▸ **Exercise data**:
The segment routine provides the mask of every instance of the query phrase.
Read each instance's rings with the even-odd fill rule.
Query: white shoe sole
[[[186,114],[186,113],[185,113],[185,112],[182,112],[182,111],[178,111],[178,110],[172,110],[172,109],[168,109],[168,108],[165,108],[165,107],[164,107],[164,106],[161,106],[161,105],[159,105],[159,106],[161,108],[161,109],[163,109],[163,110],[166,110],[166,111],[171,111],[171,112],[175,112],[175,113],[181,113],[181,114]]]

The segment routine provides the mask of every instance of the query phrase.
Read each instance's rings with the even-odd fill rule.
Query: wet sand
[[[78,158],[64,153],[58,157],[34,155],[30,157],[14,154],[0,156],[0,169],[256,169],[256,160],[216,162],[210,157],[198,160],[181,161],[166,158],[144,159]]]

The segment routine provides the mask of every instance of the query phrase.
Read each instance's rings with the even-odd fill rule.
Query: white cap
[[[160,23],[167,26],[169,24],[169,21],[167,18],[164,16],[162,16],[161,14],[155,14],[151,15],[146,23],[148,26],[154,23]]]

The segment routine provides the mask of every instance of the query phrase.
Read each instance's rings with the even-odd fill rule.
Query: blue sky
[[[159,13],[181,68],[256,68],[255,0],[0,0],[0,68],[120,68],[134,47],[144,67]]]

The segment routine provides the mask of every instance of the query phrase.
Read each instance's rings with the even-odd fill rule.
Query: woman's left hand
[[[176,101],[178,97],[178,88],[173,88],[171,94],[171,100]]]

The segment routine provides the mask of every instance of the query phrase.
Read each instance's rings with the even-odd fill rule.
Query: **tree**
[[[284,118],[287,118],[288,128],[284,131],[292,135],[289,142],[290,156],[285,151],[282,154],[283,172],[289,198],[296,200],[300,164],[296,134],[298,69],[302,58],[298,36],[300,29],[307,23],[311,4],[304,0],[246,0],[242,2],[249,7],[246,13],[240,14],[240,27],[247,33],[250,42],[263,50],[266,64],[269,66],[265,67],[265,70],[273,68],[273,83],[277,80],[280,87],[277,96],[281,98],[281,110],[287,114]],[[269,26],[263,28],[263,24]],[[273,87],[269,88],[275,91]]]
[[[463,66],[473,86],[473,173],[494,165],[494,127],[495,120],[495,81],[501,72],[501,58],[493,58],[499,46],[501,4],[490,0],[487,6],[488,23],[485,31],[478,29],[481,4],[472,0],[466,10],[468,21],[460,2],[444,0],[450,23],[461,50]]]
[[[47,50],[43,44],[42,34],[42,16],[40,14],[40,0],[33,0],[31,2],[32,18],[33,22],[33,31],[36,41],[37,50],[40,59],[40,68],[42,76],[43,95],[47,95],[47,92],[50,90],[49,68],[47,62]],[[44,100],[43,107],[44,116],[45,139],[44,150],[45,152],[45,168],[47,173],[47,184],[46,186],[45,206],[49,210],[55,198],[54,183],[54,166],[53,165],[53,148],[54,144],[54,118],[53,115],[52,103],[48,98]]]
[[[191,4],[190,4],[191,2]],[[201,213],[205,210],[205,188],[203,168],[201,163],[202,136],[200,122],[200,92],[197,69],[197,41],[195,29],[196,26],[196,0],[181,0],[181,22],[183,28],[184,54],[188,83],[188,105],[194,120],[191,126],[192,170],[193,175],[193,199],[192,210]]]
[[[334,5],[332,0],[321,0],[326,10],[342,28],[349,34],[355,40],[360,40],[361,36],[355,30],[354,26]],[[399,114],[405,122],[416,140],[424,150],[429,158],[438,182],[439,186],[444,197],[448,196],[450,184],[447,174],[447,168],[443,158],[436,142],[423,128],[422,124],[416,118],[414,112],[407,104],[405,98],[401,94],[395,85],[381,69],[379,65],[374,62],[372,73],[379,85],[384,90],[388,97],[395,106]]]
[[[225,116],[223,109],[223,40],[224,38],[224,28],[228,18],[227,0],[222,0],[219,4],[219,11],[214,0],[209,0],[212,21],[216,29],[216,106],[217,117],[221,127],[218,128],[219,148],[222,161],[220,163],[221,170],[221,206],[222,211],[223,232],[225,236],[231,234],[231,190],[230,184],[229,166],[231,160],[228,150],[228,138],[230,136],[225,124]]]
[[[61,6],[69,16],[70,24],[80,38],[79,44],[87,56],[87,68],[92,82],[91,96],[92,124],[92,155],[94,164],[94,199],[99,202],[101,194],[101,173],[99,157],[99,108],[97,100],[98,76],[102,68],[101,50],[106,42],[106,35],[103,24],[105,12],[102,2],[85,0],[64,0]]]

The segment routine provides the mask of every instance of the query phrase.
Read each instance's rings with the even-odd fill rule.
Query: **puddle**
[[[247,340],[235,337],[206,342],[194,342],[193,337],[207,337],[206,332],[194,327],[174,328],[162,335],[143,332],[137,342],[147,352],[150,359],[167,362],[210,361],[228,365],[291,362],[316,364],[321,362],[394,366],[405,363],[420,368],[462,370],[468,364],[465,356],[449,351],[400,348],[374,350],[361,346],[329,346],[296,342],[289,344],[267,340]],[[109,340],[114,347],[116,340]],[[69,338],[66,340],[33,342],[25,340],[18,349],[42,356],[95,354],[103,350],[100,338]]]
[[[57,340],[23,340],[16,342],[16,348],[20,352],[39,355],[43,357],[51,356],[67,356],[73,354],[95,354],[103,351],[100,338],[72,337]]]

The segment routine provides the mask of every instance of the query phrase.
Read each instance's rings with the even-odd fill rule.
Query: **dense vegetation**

▸ **Exercise requirements**: Copy out the records word for word, from their first line through the line that contains "Query: white shoe sole", with both of those lines included.

▸ **Task solution**:
The segment routine provides the mask of every instance of the query phrase.
Read each instance's rings with the even-odd fill rule.
Query: white shoe sole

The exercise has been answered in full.